Text excerpt >>
One day, I was in the midst of one of these struggles with my dear little one. Suddenly, in swooped my husband with one of the pre-mixed formula samples we got in the mail, and the best of intentions and said, “Hey, why don’t we give this a try?”. I told him (probably a little more forcefully than I should have) “No, I don’t want to use formula!” and I asked him to just thaw a bit of breastmilk from the freezer. Shortly thereafter, our freezer stock diminished to nothing, and when that happened, he insisted.
That first formula bottle he gave our child made me so angry, defeated, and upset. I felt like I had failed my son, and let down our whole family. As he hungrily sucked down not one but two of those little bottles, I went to take a shower and silently cried for about 10 minutes. Something that was supposed to be so natural had become so unbelievably stressful, and not only that, but it was causing tension between my husband and I.
He kept telling me, “Why does it matter how he gets fed, as long as he is growing properly?” and our family members would tell me, “Millions of babies every year grow up on formula, there is absolutely nothing wrong with switching over.” The worst was when people would say “Oh, I didn’t have any issues like that, but you tried so that’s what counts.” and in my head I would think, “No, it’s not what counts, I JUST WANT TO BE ABLE TO FEED MY SON!”
All those well-intentioned comments were like a slap in the face, even though they shouldn’t have been!
I am still struggling with the fact that he is drinking formula instead of the natural (and free!) milk that I have been trying so hard to produce. When I imagined having kids, I always envisioned breastfeeding each of them for at least a full year, and it never EVER occurred to me that we would have to supplement.

Task to carry out >>
Continue the account of struggling to breastfeed and turning to formula, starting right after its last sentence.

Data to examine >>
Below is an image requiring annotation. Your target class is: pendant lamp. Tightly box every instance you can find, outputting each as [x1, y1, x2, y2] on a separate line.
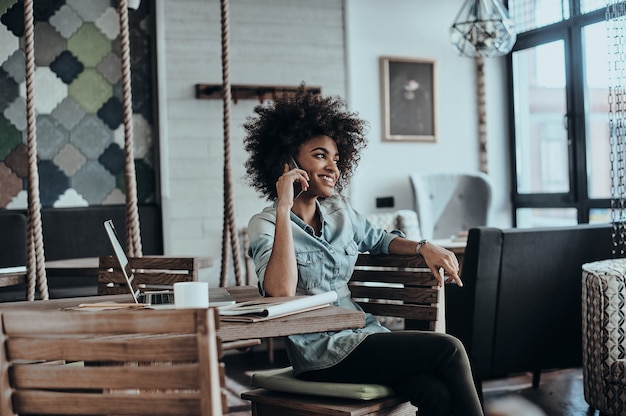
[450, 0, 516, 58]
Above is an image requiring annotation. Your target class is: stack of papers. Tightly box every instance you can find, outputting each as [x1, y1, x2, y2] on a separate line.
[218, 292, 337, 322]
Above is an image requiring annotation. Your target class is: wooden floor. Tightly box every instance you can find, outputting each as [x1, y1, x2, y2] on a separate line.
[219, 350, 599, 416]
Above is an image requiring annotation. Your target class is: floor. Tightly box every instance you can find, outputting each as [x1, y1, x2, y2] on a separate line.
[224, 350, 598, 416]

...

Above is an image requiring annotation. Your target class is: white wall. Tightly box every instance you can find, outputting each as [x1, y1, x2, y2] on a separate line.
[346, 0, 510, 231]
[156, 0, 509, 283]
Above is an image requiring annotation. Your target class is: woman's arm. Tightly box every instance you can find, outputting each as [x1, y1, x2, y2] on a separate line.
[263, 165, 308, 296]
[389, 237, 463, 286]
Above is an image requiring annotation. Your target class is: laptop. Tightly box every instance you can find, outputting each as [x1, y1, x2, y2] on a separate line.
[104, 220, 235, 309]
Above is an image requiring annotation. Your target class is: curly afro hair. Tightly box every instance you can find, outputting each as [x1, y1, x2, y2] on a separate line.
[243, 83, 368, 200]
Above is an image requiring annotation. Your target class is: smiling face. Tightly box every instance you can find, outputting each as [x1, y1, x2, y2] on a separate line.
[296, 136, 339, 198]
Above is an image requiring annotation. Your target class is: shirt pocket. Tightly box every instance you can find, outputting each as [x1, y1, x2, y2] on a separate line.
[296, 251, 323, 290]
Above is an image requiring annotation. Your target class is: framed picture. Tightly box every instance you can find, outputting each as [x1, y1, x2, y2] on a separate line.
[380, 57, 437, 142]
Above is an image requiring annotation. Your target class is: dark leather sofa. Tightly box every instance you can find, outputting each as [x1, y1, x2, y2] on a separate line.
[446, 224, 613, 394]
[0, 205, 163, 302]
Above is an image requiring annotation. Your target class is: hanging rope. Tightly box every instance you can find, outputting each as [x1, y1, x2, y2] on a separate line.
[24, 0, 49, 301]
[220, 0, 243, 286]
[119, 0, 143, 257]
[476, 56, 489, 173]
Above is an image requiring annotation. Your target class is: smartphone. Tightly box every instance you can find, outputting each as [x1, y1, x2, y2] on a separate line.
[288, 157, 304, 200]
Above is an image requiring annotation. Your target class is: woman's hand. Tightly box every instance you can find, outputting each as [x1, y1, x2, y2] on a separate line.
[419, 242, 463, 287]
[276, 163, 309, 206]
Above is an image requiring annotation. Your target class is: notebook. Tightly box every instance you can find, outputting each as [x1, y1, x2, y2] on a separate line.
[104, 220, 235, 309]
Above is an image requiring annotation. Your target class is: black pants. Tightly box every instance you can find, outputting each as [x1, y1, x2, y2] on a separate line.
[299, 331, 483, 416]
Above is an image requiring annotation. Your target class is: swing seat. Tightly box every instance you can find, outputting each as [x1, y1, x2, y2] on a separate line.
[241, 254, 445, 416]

Exercise output >>
I think the feelings I have of failure and defeat stem from my own insecurities, but also from today’s society. A couple generations ago, it was considered ‘low class’ to breastfeed. If you couldn’t afford to buy formula, you were considered poor. But society shifted its’ point of view once they learned the health benefits for both mom and baby. These days, women are looked down upon if they use formula, which is just horrifying to me. I remember seeing a friend on Facebook posting about how she got dirty looks from people as she mixed up formula, or people who would try to lecture her on why ‘breast is best’. Yes, breast is best and I know that is an indisputable fact. But formula is a wonderful second option for those who have breastfeeding troubles. And remember this, every woman is different, and every baby is different. Their situation is not something for others to judge from the outside, and ‘formula shaming’ is just plain WRONG!
All that said, this doesn’t mean I am giving up on breastfeeding altogether. I am way too stubborn to just give up like that. I am currently pumping about 5 times a day, drinking so much water and Mothers Milk tea I fear I might drown, and I even increased my caloric intake to see if that would help too. We also are going to get a second opinion (I guess third if you count his first pediatrician who did nothing) on having the procedure to snip the tongue tie, and I also made an appointment with a Speech and Language Pathologist who often works with little ones on proper sucking technique. And who knows, maybe this is all only temporary and he will soon be back to exclusively breastfeeding. But for now, if my baby is full and happy, then his momma is happy. No matter if it was my milk or not.